## [EXERCISE DATA]
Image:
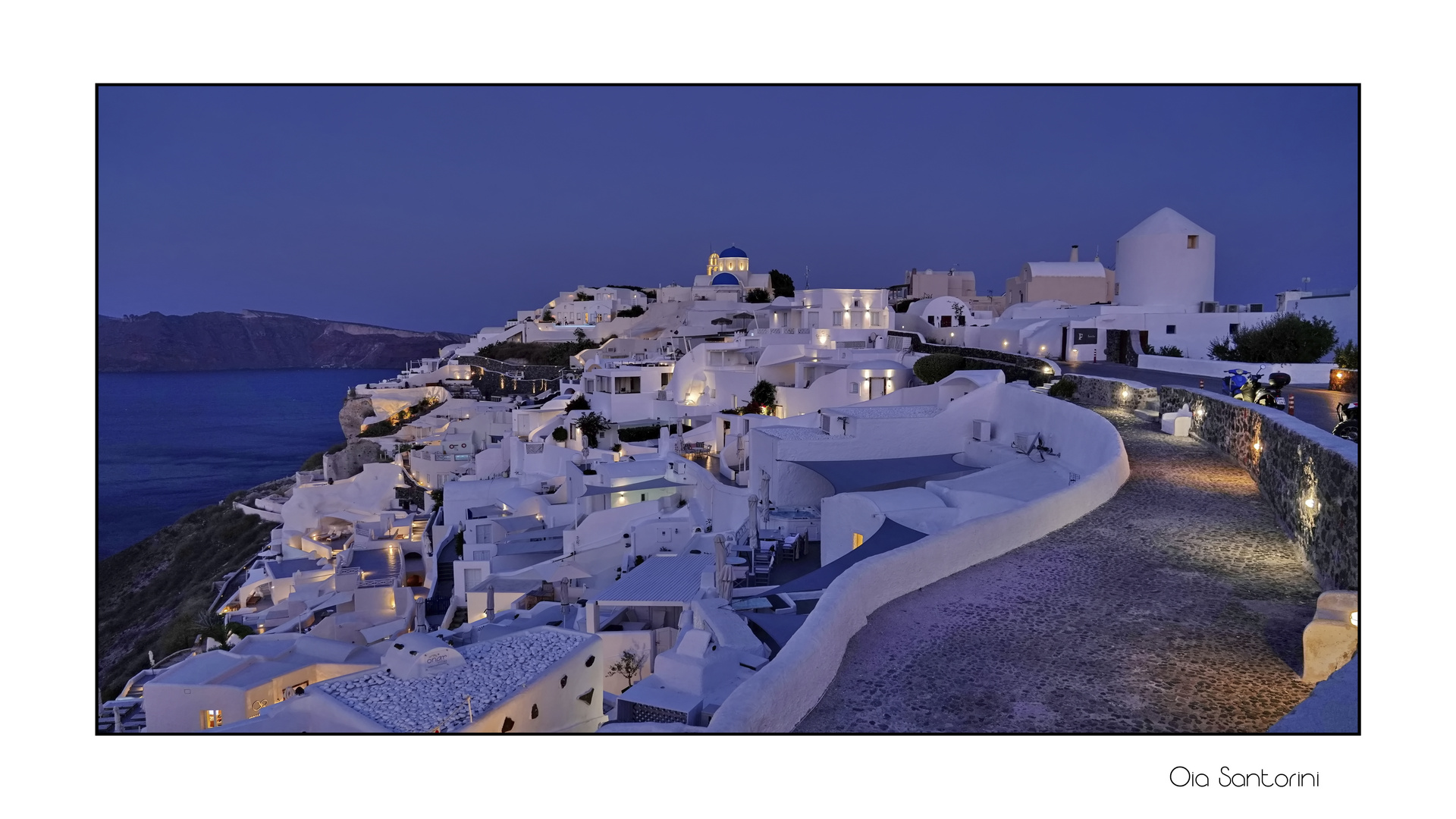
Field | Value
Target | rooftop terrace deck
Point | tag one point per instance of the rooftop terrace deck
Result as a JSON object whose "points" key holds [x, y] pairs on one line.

## [EXERCISE PROMPT]
Copy the lines above word for word, without the picture.

## [ANSWER TO THIS TASK]
Image:
Field | Value
Target | rooftop terrace deck
Point | tag one point per instance of the rooftop terrace deck
Result as a JSON object whose "points" key holds [x, y] pairs on one line.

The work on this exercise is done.